EXERCISE GOAL:
In the lines below, from the line containing "Definition first: for each instance of the floating" through the last line, change every "floating dock" to "wooden pier". Give only that stretch, with everything else unchanged.

SUPPLIED RECORDS:
────

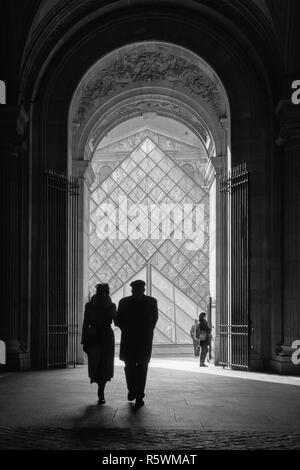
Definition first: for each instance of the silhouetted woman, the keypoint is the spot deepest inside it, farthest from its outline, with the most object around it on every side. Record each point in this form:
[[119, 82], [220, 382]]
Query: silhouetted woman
[[98, 338]]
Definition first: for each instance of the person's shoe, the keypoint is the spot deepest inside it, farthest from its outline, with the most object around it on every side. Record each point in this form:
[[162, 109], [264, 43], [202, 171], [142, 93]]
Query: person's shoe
[[130, 396], [139, 402]]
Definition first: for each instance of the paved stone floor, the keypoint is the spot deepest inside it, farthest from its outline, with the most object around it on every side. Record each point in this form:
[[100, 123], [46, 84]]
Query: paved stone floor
[[186, 408]]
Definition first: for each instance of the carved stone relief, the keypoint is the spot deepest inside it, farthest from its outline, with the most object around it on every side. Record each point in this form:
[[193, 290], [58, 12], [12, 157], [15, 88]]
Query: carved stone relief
[[147, 68]]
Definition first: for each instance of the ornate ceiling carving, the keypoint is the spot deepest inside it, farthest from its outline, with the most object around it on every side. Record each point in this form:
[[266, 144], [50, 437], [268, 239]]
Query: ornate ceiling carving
[[148, 68]]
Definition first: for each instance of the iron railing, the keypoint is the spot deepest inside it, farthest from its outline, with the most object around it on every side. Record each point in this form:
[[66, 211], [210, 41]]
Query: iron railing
[[61, 269], [234, 315]]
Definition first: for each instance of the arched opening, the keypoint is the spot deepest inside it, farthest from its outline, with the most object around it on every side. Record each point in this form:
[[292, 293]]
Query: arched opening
[[150, 123], [65, 140]]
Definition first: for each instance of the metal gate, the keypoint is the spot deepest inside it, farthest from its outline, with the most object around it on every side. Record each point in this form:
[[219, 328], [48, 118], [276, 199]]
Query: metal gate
[[61, 269], [234, 331]]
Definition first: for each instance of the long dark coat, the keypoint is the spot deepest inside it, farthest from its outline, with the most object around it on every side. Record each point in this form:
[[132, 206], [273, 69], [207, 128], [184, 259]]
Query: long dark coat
[[137, 319], [100, 346]]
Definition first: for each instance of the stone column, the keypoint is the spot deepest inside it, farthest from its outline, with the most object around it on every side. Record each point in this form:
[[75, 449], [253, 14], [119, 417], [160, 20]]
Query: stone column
[[14, 328], [83, 171], [289, 139], [212, 175]]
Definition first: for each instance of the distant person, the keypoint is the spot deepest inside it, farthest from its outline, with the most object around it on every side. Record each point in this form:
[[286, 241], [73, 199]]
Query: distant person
[[203, 334], [98, 338], [137, 317], [195, 340]]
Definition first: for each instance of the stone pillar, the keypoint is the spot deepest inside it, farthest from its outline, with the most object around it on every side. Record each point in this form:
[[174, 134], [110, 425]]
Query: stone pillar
[[83, 171], [289, 139], [212, 175], [14, 328]]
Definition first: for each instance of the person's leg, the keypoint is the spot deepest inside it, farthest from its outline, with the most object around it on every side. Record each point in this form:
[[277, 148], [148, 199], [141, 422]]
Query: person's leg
[[101, 387], [203, 353], [195, 347], [141, 370], [130, 373]]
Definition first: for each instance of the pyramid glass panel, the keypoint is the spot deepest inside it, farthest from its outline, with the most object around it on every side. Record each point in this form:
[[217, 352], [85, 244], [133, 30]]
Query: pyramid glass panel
[[150, 238]]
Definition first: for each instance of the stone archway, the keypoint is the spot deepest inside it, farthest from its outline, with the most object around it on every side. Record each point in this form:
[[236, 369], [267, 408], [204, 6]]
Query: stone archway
[[49, 87], [147, 78]]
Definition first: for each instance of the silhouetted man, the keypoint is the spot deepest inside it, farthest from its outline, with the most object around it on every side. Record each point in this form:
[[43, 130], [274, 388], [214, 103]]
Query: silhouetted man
[[195, 340], [203, 334], [137, 317]]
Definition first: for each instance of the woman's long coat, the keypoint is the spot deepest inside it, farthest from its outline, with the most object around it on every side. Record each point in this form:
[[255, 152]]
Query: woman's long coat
[[100, 346], [137, 318]]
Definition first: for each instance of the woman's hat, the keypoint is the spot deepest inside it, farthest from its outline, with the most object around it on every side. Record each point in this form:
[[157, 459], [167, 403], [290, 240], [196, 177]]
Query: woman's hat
[[137, 283]]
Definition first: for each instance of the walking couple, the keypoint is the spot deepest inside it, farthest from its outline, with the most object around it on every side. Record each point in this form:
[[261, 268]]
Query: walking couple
[[137, 316]]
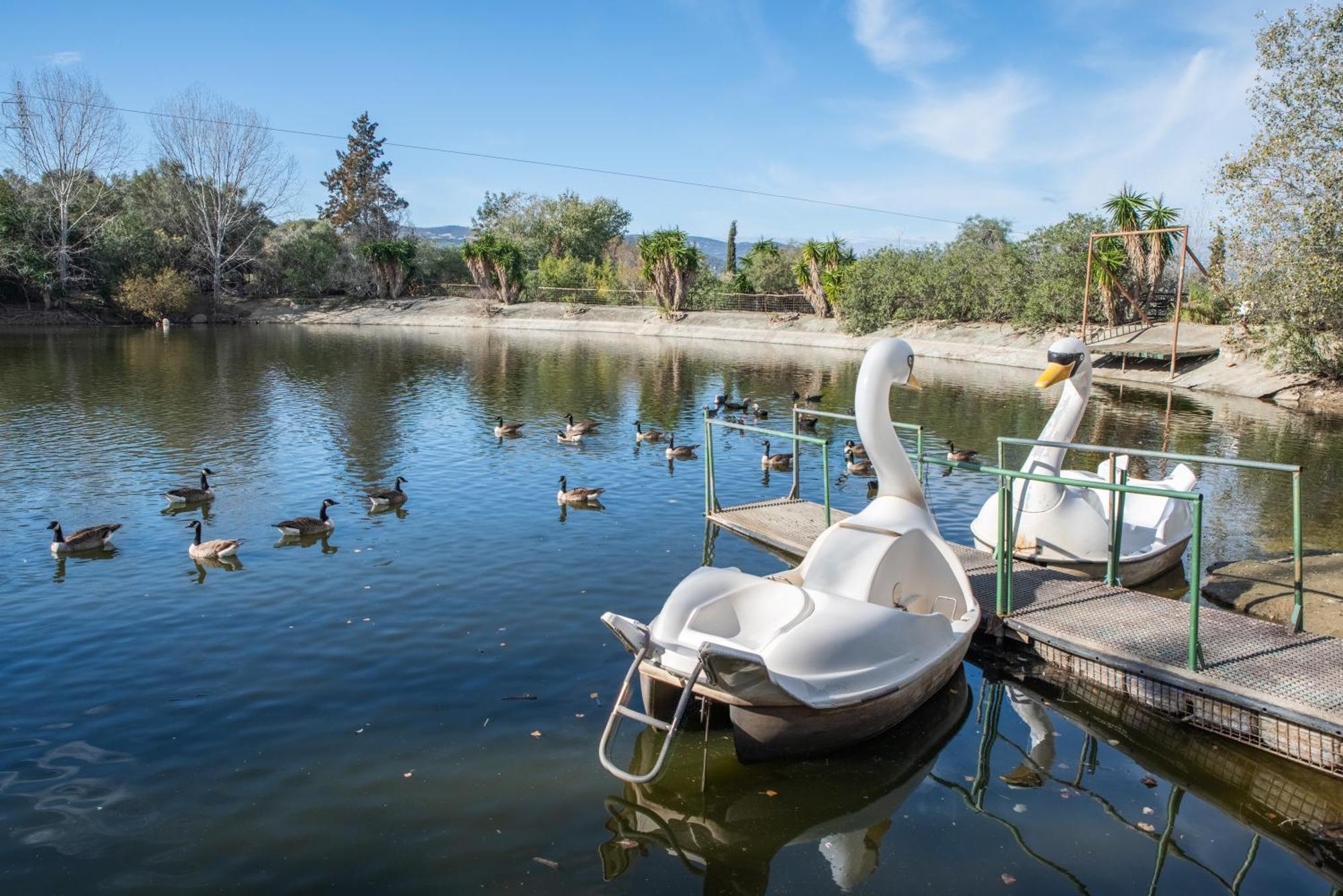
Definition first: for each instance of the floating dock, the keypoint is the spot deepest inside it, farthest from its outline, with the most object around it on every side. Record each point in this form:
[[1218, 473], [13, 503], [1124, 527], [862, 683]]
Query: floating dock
[[1260, 683]]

────

WRITTEN RESPONSE:
Definition first: for each instance of the wooden pier, the keypoint is the spot deepest inside it, farthest from its outline, with the most object around it on every side. Record each point in this form:
[[1218, 473], [13, 503], [1124, 527], [862, 683]]
Query: wooden pier
[[1260, 683]]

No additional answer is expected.